Please count the lines in the material below that contain the string "frame", with case counting, and give only that number.

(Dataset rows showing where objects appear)
(begin)
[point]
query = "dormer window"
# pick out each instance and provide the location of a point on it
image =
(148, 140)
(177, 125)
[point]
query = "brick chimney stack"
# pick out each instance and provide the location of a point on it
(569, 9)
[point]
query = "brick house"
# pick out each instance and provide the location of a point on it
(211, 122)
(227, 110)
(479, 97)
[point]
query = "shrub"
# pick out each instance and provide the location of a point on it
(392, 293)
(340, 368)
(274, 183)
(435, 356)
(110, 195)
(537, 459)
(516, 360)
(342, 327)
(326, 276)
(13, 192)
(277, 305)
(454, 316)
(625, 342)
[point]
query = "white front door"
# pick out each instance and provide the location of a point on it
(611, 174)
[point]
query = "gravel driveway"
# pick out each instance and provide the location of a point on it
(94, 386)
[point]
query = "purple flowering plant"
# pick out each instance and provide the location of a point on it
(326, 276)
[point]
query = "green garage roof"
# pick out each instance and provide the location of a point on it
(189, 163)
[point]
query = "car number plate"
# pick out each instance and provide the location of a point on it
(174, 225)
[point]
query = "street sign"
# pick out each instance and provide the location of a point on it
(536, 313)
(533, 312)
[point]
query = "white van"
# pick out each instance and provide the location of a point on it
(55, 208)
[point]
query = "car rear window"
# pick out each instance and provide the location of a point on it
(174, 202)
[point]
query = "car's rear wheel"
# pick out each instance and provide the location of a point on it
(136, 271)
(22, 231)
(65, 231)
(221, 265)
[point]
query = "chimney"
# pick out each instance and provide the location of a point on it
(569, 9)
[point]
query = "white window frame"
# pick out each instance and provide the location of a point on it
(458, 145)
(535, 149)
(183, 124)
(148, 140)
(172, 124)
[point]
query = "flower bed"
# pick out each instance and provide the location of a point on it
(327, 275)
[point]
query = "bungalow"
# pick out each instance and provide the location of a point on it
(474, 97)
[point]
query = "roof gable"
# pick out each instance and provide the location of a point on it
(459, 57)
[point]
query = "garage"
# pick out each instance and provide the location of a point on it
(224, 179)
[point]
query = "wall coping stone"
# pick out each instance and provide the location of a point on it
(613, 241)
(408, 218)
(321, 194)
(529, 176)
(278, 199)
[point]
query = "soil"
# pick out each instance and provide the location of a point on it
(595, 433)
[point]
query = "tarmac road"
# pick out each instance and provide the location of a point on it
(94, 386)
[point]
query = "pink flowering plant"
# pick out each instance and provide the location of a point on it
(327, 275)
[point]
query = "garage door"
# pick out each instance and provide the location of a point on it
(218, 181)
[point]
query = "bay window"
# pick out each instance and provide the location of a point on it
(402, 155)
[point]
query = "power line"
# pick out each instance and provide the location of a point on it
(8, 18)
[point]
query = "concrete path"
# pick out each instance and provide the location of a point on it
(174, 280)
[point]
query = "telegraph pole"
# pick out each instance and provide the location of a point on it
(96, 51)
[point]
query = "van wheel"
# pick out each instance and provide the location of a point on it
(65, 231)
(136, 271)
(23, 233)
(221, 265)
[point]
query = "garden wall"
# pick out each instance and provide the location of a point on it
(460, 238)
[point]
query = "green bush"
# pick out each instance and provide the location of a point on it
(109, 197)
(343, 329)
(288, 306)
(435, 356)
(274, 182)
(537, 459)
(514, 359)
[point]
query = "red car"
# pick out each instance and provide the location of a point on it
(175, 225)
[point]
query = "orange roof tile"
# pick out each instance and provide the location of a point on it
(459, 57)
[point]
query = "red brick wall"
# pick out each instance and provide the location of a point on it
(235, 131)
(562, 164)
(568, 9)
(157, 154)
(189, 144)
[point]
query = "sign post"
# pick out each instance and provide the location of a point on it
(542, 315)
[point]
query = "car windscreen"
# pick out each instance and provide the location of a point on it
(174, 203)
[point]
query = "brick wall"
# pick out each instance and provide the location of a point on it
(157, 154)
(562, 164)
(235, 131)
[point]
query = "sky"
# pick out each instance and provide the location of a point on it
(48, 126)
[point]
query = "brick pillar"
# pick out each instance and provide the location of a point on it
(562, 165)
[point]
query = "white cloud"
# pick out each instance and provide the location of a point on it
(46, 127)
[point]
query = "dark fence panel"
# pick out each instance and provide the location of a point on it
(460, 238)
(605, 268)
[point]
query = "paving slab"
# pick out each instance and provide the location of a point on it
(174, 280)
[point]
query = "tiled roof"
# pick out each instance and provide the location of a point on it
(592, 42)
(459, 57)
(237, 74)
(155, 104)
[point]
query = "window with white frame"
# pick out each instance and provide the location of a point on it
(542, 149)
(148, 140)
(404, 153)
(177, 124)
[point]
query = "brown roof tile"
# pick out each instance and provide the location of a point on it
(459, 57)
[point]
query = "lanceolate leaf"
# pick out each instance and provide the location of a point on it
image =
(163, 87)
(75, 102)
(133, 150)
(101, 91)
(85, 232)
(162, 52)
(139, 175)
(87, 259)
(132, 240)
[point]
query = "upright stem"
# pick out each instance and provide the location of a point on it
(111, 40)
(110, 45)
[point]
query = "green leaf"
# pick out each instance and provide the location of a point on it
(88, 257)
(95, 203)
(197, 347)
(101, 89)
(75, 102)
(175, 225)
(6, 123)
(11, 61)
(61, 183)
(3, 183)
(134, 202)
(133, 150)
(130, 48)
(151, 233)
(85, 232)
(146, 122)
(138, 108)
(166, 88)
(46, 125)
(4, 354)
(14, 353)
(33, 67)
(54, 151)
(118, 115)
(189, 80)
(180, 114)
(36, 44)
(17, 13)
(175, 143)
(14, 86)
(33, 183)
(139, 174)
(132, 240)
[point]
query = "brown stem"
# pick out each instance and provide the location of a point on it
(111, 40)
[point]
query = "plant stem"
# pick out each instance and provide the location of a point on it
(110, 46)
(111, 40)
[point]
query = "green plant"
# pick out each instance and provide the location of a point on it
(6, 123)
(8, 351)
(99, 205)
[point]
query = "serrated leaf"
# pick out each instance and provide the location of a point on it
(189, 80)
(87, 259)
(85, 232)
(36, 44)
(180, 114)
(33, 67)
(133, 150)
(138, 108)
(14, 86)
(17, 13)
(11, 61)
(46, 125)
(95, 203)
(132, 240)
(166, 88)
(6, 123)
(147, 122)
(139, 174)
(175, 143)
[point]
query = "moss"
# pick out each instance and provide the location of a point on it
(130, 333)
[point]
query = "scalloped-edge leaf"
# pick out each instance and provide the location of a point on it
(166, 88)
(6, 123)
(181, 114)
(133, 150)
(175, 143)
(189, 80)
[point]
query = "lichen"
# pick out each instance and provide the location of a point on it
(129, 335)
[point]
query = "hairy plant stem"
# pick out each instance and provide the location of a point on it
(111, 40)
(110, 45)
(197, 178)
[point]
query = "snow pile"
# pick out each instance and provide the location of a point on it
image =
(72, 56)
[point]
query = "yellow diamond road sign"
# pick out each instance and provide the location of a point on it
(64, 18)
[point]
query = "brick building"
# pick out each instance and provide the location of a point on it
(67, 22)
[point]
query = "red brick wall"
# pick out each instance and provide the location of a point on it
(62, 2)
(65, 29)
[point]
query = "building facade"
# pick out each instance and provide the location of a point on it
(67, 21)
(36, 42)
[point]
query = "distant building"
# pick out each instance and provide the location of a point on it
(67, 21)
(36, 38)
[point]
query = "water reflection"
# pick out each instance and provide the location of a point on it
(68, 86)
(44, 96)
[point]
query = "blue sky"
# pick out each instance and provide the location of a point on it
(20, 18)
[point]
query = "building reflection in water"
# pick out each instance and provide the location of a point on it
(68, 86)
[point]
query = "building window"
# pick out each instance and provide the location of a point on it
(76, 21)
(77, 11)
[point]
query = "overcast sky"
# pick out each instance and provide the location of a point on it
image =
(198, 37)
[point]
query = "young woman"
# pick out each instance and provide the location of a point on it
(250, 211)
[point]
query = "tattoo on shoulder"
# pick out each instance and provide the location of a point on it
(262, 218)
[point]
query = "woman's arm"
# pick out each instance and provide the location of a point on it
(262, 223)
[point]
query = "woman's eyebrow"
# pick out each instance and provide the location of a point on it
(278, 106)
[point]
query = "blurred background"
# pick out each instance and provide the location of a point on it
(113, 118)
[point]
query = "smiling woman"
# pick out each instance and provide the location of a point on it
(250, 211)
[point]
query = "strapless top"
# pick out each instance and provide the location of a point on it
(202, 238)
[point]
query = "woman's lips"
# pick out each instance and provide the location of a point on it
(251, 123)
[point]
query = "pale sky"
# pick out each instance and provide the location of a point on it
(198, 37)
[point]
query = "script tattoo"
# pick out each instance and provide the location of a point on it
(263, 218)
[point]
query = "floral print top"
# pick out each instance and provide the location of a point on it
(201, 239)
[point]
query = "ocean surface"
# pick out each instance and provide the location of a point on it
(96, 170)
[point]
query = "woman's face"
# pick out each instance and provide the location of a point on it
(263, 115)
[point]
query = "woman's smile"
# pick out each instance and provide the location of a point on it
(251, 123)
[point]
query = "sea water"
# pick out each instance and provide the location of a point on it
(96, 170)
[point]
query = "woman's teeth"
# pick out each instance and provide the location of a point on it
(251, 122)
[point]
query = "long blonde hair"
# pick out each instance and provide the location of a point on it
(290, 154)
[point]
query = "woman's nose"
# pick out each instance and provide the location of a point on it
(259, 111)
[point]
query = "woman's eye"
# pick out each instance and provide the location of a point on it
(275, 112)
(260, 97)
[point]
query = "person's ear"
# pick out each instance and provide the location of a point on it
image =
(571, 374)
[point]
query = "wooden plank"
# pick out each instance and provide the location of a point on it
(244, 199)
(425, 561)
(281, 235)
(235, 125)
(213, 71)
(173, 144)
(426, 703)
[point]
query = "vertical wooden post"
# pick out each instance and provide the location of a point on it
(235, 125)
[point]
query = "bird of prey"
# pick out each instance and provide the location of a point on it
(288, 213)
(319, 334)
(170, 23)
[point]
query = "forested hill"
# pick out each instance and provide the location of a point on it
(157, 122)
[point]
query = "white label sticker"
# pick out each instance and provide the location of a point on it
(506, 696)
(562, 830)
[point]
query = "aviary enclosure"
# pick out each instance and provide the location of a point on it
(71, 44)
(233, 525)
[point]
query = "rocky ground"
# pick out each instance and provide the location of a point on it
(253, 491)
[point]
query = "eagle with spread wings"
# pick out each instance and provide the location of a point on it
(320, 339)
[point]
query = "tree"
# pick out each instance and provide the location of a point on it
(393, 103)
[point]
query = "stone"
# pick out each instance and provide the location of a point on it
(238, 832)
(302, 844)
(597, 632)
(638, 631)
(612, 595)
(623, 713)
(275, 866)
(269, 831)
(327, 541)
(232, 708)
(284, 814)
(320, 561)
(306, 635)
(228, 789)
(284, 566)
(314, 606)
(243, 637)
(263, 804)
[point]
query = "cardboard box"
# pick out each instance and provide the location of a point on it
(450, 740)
(end)
RESPONSE TO THE TASK ▸
2